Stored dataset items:
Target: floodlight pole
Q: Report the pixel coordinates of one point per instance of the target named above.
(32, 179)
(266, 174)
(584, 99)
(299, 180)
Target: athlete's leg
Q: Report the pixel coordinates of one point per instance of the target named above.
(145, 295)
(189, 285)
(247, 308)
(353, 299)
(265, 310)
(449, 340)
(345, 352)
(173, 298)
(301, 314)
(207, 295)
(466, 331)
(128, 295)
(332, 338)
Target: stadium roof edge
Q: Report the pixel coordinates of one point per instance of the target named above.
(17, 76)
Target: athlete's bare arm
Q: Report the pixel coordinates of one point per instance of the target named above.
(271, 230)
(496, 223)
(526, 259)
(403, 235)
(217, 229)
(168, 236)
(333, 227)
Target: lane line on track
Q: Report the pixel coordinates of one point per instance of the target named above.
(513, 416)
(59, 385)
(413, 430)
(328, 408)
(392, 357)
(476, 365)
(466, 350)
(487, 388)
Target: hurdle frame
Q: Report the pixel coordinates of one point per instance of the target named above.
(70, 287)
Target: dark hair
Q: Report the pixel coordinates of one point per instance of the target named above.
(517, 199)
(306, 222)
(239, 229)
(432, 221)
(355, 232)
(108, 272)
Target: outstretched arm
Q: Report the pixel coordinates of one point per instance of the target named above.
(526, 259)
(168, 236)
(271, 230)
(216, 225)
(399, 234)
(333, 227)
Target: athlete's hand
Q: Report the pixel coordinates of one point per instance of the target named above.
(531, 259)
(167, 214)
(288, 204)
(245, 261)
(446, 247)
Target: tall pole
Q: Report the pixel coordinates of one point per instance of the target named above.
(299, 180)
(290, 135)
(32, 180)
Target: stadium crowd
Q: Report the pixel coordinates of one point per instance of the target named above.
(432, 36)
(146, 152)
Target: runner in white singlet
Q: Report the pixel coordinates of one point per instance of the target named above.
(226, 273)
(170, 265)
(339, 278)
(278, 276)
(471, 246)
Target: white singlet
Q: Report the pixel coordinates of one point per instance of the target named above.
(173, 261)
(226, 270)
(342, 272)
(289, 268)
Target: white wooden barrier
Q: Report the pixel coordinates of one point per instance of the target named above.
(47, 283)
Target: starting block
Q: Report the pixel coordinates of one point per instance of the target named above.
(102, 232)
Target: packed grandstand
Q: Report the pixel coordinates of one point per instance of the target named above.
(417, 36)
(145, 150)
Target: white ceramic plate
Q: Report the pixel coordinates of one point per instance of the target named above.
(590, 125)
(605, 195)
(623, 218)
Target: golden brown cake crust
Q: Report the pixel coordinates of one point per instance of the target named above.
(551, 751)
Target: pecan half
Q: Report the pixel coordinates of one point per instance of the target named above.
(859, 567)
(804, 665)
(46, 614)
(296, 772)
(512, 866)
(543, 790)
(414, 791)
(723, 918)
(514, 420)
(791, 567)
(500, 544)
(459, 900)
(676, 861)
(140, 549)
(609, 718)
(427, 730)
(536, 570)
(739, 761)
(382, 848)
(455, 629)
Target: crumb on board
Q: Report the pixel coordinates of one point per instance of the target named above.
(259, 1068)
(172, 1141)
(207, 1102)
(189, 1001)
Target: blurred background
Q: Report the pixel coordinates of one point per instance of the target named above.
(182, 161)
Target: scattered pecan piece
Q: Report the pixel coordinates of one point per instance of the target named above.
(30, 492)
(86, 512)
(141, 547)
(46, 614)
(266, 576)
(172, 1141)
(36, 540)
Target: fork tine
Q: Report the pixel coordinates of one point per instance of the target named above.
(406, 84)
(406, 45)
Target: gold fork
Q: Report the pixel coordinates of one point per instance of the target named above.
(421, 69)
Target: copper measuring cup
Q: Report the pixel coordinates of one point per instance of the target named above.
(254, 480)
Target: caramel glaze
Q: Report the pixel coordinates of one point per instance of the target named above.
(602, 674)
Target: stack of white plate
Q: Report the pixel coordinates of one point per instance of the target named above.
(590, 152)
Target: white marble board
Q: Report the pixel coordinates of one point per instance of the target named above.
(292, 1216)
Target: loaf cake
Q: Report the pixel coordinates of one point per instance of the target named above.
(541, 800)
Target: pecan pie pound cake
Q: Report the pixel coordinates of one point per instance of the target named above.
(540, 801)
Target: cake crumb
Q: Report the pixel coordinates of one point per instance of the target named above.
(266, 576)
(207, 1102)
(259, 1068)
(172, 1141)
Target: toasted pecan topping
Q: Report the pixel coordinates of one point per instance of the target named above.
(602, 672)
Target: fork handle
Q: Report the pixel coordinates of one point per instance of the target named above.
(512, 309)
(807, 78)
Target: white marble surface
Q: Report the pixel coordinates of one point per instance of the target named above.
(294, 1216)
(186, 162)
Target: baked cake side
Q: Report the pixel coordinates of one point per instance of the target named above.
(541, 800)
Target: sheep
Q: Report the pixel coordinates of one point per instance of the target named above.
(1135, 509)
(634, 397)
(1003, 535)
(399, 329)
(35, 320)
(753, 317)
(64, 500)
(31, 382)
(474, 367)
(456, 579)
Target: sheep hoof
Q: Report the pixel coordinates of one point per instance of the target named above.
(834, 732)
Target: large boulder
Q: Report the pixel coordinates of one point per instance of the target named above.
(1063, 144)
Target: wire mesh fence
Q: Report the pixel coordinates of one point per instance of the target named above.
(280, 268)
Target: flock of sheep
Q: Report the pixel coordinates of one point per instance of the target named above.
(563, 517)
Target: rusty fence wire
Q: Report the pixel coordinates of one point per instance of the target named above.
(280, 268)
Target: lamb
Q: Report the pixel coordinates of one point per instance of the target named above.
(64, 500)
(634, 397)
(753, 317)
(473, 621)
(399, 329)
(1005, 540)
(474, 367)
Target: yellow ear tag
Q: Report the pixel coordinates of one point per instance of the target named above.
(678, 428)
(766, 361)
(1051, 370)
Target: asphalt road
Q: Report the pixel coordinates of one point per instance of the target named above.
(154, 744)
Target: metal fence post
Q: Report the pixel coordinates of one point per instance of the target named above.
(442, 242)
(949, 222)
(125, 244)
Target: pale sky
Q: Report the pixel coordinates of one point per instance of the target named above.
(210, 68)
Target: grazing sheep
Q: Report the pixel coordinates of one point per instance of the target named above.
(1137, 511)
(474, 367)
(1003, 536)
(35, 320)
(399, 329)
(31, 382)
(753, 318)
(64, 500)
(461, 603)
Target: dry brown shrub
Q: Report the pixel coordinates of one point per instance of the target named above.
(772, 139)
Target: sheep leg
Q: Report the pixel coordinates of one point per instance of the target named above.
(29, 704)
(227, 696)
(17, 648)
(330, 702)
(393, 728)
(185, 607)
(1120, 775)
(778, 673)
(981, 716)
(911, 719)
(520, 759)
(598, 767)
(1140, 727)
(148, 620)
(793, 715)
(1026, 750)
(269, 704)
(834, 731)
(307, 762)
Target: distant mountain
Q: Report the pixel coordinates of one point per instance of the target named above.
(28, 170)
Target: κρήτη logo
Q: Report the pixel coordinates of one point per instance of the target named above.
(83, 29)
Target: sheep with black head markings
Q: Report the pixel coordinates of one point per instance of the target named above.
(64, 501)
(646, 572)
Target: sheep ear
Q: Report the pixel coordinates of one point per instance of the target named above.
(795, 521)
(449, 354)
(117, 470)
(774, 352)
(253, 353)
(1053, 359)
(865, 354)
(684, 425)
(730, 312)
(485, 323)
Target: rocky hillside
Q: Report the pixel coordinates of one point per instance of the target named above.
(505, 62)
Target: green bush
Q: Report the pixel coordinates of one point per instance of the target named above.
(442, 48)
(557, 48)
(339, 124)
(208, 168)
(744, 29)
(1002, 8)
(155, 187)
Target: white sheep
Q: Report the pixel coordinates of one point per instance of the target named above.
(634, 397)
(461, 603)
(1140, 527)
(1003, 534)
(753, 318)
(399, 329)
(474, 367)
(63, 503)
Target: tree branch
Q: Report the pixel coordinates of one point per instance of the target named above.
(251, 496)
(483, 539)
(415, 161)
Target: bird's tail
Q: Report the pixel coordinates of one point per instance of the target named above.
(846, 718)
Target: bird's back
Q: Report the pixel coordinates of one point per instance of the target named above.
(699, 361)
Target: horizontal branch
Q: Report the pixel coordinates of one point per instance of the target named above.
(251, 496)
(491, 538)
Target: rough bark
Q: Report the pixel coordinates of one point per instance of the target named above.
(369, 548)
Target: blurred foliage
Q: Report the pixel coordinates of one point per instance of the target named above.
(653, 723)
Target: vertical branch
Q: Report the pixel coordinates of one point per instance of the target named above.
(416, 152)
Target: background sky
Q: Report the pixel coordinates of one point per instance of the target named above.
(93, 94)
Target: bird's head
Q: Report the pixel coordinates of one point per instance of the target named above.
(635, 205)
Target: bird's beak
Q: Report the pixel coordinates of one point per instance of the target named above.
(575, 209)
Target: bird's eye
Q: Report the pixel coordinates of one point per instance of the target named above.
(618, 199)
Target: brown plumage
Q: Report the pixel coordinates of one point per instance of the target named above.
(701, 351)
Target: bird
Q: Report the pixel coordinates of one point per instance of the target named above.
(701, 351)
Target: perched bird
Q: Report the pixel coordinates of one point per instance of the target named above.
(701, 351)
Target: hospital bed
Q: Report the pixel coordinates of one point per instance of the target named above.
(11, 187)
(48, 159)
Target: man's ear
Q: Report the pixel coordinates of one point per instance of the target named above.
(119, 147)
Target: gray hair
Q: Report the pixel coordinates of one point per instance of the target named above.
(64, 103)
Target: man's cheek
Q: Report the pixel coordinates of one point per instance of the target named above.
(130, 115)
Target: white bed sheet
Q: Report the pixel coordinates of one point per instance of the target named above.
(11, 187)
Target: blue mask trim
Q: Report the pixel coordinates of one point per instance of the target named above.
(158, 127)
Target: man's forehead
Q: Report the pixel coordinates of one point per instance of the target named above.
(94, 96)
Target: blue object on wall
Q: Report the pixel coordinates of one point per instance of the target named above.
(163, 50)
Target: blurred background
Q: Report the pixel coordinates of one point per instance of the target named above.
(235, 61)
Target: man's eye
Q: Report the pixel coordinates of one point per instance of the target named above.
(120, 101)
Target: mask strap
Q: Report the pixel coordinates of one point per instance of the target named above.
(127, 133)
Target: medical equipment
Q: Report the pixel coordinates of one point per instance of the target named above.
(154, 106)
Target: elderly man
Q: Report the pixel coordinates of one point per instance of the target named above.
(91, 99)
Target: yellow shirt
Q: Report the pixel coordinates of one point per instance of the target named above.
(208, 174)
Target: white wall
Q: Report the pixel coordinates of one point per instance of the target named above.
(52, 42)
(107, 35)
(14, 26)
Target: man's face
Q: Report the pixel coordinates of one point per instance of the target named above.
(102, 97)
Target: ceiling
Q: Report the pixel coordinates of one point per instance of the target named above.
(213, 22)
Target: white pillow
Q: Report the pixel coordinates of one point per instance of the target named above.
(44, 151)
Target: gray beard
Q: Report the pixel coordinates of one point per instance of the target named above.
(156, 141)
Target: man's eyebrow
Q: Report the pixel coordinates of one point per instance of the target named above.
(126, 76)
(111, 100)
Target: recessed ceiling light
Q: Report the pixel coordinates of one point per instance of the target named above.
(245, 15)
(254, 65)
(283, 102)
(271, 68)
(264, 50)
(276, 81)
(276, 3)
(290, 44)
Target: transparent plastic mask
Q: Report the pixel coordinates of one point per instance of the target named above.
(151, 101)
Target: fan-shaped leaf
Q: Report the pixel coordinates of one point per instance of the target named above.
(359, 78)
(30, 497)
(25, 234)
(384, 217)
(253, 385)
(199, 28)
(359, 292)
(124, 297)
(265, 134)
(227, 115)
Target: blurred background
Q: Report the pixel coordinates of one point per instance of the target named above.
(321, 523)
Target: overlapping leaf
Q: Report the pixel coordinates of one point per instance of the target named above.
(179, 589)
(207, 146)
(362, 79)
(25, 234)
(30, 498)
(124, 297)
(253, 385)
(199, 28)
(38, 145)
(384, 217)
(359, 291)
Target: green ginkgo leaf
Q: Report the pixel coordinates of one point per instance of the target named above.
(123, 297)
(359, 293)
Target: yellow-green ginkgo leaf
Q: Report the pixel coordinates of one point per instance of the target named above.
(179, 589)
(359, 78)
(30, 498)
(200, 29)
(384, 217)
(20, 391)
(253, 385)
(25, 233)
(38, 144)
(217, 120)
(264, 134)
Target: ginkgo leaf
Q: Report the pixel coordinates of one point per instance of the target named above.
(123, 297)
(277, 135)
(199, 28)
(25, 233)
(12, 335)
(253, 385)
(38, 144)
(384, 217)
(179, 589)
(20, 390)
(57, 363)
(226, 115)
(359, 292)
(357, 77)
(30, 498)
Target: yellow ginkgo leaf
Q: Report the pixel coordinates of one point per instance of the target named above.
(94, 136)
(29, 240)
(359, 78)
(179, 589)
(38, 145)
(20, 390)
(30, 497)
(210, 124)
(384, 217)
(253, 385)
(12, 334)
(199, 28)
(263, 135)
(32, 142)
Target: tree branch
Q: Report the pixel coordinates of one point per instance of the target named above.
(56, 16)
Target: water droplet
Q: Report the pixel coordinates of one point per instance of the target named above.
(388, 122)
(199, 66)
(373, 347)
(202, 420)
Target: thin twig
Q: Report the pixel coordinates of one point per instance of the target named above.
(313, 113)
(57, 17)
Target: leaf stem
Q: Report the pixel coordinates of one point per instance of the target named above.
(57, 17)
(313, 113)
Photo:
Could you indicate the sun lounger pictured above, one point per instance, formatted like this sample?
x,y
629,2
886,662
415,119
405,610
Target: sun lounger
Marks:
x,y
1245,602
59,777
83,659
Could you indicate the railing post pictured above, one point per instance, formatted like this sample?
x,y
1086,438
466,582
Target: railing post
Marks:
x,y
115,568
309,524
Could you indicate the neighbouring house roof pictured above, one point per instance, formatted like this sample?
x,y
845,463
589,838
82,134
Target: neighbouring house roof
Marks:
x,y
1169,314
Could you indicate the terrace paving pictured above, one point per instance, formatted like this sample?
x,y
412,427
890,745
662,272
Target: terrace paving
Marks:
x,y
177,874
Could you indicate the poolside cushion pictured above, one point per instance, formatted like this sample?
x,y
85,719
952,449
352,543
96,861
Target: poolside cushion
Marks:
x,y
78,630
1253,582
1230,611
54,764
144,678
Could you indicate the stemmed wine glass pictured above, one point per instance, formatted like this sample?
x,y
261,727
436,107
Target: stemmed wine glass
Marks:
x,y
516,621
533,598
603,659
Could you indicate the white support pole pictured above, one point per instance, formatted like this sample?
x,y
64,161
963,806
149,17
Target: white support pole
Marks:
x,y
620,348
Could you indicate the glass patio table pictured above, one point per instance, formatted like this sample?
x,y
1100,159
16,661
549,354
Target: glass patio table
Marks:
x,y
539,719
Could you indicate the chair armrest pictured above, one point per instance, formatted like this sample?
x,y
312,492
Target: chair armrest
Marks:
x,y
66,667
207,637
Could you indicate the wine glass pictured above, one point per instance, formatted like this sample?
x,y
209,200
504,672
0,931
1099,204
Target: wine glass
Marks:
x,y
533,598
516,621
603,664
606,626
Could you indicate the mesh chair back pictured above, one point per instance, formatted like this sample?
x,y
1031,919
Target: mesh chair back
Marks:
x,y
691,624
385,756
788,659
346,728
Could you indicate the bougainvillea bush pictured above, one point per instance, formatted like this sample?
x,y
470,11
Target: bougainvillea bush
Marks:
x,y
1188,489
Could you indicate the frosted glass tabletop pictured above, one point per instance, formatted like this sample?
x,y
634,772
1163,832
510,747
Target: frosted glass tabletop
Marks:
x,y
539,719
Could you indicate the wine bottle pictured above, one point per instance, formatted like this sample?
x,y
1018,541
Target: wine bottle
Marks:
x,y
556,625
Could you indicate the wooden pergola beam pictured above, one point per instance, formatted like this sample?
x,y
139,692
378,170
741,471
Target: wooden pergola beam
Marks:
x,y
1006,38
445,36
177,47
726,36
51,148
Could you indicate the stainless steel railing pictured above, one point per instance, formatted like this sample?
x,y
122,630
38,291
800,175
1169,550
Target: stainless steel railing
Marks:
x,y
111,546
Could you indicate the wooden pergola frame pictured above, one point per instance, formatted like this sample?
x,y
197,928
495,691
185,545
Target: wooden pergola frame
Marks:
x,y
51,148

Instruction ::
Go back to the data above and please quote exactly, and only, the lines from the line with "Could you indicate the bougainvillea" through its last line.

Task response ::
Could you indicate the bougainvillea bush pictured above, one point per instance, formatted like this sample?
x,y
470,11
Target: bougainvillea bush
Marks:
x,y
1188,489
Could you indicate the frosted glass tabletop pictured above, one point per instance, formatted like this sample?
x,y
634,772
1163,832
510,747
Target: frosted glass tabletop
Marks:
x,y
539,719
Could you indicate the wine bottle pictured above, one point per instance, formatted like this sample?
x,y
1018,541
Target: wine bottle
Marks:
x,y
556,625
Could you indicate the wooden pergola beam pictured above, one point per instance, formatted like this sample?
x,y
139,692
378,170
741,471
Target: wooden pergola beam
Marks:
x,y
1006,38
445,36
177,47
726,36
51,148
Could you indicate the stainless steel railing pictured above, one point per instance, formatted like this sample?
x,y
122,630
38,291
800,175
1169,550
Target: stainless steel railing
Marks:
x,y
111,546
Could you indicate the wooden pergola frame pictured above, one point per instance, formatted like this sample?
x,y
197,928
495,691
185,545
Target: wooden pergola frame
Marks:
x,y
51,148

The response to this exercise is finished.